> **Extrait du texte**:
Isabelle Jonveaux
Sociologue
Prévenir les abus dans les communautés féminines
Interroger les structures des communautés
Le sujet des abus, notamment de prêtres sur des enfants, est actuellement omniprésent dans l’actualité ecclésiale. La question des abus sur les moniales et religieuses a mis plus de temps à accéder à la visibilité médiatique. En Europe, c’est essentiellement avec le documentaire d’Arte en 2019 que ce sujet a fait son entrée dans la conscience du grand public. La lutte des religieuses contre ces abus et pour les porter au regard de l’Église a cependant commencé bien avant, rencontrant cependant de nombreuses difficultés. En tant que sociologue de la vie monastique, j’ai été confrontée au cours de mes enquêtes menées depuis 2004 en Europe, et depuis 2013 en Afrique, à plusieurs situations d’abus. Mais les abus ne commencent en général pas avec les agressions sexuelles, les abus d’autorité et abus spirituels préparent en quelque sorte le terrain.
N’étant pas psychologue, je ne travaille pas sur les victimes ou sur les cas directs d’abus, mais m’interroge sur les structures qui les rendent possibles. Je cherche à mettre en lumière les éléments structurels qui ouvrent la porte à ces dérives, parfois invisibles. Il ne s’agit naturellement pas ici de considérer que toutes les communautés féminines présentent indistinctement les mêmes risques, mais plutôt d’identifier des modes de fonctionnement qui peuvent favoriser des abus d’autorité, spirituels ou sexuels.
1. Interroger les structures des communautés féminines
J’identifie ici cinq niveaux de structures, dont la combinaison peut rendre possibles des formes d’abus et éventuellement favoriser le silence des victimes.
• Structure interne de l'autorité dans les communautés féminines
Il m’est apparu clairement au cours de mes enquêtes que les structures de l’autorité sont en moyenne plus strictes dans les communautés féminines en comparaison des communautés masculines. L’autorité s’y trouve beaucoup plus centrée sur la figure de la supérieure. Il m’est souvent arrivé dans les communautés de moniales, lorsque je demandais quelque chose à une sœur, par exemple de faire un entretien, de recevoir la réponse : « Il faut demander à Mère Abbesse », alors que les hommes étaient plus souvent en mesure de me donner leur propre réponse. Cette structure d'autorité conduit à ce que la cistercienne Michaela Pfeifer nomme « la mentalité d'hôpital »[1] où les sœurs ne se prennent plus en charge, mais abandonnent toute leur volonté d’adulte à la supérieure. Pourquoi l’obéissance est-elle vécue différemment dans des communautés qui vivent pourtant, si l’on prend celles de la règle bénédictine par exemple, la même règle ? La sœur bénédictine américaine Shawn Carruth met en lumière que l’obéissance a été développée dans l’Église comme une vertu proprement féminine, associée à l’humilité, dans une structure patriarcale « Obedience is given to the patriarchal structure by giving is to those who understand power as control. Silence keeps women from expressing our own reality and our own understanding of the world’s reality. […] Humility enjoined upon women teaches us to accept a subordinate position and the label of incapacity placed upon us by patriarchal presuppositions. »[2] Les structures d’autorité plus sévères dans les communautés féminines seraient en ce sens un résidu de l’autorité masculine sur les monastères féminins.

> **Données fournies**:
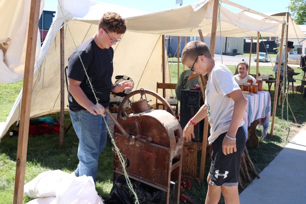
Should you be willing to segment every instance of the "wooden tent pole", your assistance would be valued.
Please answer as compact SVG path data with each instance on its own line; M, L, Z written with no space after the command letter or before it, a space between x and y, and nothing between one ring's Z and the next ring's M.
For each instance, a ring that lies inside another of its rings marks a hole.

> **Consigne écrite**: Transcrivez le passage de l'article sur les abus dans les communautés féminines compris entre « 1. Interroger les » et « silence des victimes. », ces deux bornes incluses.

> **Réponse**:
1. Interroger les structures des communautés féminines
J’identifie ici cinq niveaux de structures, dont la combinaison peut rendre possibles des formes d’abus et éventuellement favoriser le silence des victimes.